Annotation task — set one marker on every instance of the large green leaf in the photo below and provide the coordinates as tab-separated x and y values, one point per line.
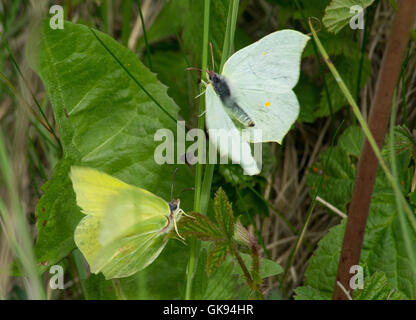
103	99
194	26
338	13
348	68
383	248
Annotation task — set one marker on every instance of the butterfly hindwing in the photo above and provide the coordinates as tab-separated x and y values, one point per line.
224	135
271	64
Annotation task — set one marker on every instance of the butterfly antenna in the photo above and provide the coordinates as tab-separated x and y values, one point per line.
173	182
311	19
212	56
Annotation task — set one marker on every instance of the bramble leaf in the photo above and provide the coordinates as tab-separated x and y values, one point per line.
339	13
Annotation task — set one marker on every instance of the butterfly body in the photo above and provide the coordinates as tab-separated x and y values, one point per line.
222	89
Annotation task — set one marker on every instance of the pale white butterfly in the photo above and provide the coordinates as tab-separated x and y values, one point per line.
252	100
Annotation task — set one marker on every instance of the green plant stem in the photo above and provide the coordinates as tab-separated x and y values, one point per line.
246	273
17	229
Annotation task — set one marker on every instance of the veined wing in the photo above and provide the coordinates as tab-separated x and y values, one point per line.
273	113
271	64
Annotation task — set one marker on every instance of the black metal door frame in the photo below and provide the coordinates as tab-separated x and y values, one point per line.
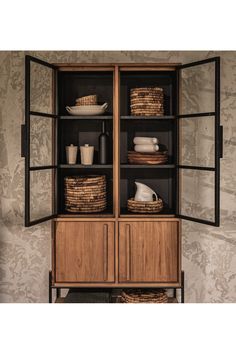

= = = = =

Task goal:
Count the lines in the rows above that contain the word "every". Reply with the number only.

The response:
9